I live on the third floor of a creaky old house on Northside. It’s pink, and I have a balcony that looks out onto the San Francisco Bay. In the evenings, the silhouette of the Golden Gate Bridge guards the skyline, barely visible among the pink and orange hues of a California sunset.
When I moved in one week ago, I put a cheap Ikea patio table on the balcony to feel more like an adult. Sometimes I sit there and drink coffee, pretending to be in Paris. Ah yes, the Campanile, my own little Eiffel Tower — although Berkeley is more magical to me than Paris. But how would I know? I’ve never been to Paris — or any city in Europe, for that matter.
I’ve lived in the Bay Area my entire life, but I was raised tucked away in a corner of the region. There, the houses of the city’s suburbs are built into the depressions of a valley, with only the yellow hills serving as a view. As high school students, my friends and I would attend parties on the tops of those hills, huddled together, squinting our eyes to get a glimpse of the city — all to no avail.
The one thing they don’t tell you about growing up is that you don’t realize it while it’s happening. Or at least, no one told me.
One day you’ll be sitting on the balcony of your new home, and no one will be calling you downstairs for dinner or yelling at you to turn down the television. You’ll realize that estimating how much salt your food needs is a lot easier than you thought it would be and that doing the dishes is oddly therapeutic. The milestones become markers of age and quickly become fond memories that present themselves as nostalgic anecdotes served during loud house parties. And somehow, all of it feels even more melancholic in light of the past several months.

Study material.

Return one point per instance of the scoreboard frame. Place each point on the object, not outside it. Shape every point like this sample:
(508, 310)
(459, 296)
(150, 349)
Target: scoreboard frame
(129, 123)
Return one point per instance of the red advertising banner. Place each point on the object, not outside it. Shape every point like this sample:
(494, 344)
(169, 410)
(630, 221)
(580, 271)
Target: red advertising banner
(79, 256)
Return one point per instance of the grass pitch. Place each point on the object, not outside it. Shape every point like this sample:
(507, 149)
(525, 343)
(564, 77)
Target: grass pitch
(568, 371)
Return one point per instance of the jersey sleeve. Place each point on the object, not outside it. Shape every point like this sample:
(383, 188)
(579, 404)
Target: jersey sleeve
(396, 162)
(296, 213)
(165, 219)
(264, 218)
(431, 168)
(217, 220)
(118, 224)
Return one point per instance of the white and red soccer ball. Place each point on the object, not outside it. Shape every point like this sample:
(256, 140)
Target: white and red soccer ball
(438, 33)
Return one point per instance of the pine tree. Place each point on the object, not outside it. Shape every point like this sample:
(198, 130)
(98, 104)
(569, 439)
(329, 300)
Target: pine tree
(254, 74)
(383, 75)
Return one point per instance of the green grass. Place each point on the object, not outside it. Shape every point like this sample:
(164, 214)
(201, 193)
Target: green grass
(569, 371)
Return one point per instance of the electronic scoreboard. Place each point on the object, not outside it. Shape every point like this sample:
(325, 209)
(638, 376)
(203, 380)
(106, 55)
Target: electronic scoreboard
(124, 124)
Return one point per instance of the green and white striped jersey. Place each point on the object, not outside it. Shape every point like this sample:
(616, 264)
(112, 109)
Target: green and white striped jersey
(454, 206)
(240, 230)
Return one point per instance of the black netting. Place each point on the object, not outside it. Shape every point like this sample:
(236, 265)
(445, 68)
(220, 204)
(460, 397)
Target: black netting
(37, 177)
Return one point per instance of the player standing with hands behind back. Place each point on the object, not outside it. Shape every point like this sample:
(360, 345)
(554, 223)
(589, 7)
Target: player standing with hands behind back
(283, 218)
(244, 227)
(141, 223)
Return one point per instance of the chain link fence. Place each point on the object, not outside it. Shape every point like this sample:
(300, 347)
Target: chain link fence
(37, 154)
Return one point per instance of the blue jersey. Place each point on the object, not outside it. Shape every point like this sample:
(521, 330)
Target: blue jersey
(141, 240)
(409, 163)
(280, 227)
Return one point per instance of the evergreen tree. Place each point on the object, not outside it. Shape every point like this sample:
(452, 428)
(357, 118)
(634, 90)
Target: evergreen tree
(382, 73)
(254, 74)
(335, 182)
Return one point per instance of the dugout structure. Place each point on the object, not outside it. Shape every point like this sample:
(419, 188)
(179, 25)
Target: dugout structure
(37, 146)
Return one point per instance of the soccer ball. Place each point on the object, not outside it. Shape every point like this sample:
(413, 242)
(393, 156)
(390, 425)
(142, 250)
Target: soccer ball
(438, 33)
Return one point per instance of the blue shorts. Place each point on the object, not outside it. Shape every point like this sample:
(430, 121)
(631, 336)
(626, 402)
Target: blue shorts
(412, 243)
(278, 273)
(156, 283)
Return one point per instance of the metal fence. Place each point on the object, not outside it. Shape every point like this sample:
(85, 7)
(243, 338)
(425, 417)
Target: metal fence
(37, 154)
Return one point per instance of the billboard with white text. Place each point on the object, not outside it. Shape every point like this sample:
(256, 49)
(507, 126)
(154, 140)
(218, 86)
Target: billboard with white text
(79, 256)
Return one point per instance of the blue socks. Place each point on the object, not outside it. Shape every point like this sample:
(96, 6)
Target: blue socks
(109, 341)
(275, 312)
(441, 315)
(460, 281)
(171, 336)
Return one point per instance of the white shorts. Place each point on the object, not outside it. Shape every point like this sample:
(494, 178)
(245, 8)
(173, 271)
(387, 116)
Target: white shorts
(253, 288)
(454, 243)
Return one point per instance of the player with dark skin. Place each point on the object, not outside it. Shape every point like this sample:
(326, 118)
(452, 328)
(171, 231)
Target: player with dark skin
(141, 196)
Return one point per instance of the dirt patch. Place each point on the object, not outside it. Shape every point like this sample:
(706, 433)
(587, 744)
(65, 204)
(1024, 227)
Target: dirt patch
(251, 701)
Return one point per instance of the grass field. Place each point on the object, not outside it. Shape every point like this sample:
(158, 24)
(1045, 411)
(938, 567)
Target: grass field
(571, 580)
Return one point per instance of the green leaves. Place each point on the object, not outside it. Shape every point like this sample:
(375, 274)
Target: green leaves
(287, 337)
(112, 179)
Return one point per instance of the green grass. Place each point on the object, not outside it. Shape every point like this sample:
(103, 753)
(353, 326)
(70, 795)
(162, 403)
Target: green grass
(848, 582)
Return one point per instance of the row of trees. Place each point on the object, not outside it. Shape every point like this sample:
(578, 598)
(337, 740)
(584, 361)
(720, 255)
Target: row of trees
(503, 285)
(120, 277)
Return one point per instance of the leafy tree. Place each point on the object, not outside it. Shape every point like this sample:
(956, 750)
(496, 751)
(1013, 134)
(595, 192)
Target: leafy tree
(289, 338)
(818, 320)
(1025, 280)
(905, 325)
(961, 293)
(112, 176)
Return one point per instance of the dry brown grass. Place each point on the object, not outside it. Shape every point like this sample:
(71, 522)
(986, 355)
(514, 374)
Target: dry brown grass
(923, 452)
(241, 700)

Exercise instructions. Continue the personal essay about growing up and moving into a house on Northside in Berkeley, picking up after its final sentence.

Written reply.
Apparently there’s nothing profound about being a college student during the pandemic. It seems that every noncollege person has simply accepted it for what it is, and the constant statement of “an unprecedented time” has been accepted as reality. It is no longer unprecedented; it just simply is.
But in more ways, this is the worst part of this pandemic: the acceptance of reality, and what feels like a push to make it the norm. This is life now. Deal with it. I feel like a stranger in my own university, and no matter how many organizations I join or office hours I attend, I can’t seem to get the college experience everyone raves about. And that’s because I can’t.
In my first year of college, I couldn’t raise my hand in a classroom and immediately get my questions answered.
There were no whispers between me and the person sitting next to me, our confusion over the topic bonding us together.
And yes, even though it sounds terrible, there was no frantic sprinting across campus just to beat Berkeley Time.
Even if I get to experience all of that this year for the first time, I will still never get the classic college experience, and that will be one of the distinct markers of my age when I leave university far behind. But I can’t seem to stop wedging myself into the life of a UC Berkeley student, a life I didn’t get to live for an entire year. We will have to create more space for ourselves in this city — in its geography, its culture and its spirit.
Once again, droves of students fill up the apartments on Northside and Southside, and freshmen pile into their dorms. The streets of Downtown Berkeley bustle with people taking in the sights and sounds of this eccentric city. Memorial Glade is filled with rounds of spikeball and folks of all ages soaking up the sunshine.
But we come back to Berkeley with a new task on our hands. Unlike previous generations of students, we can’t simply look up to upperclassmen or the people around us to tell us how to assimilate into life here because the UC Berkeley experience is under construction. It’s a tough thing to have to do, and honestly, some days I wish everything could just be normal.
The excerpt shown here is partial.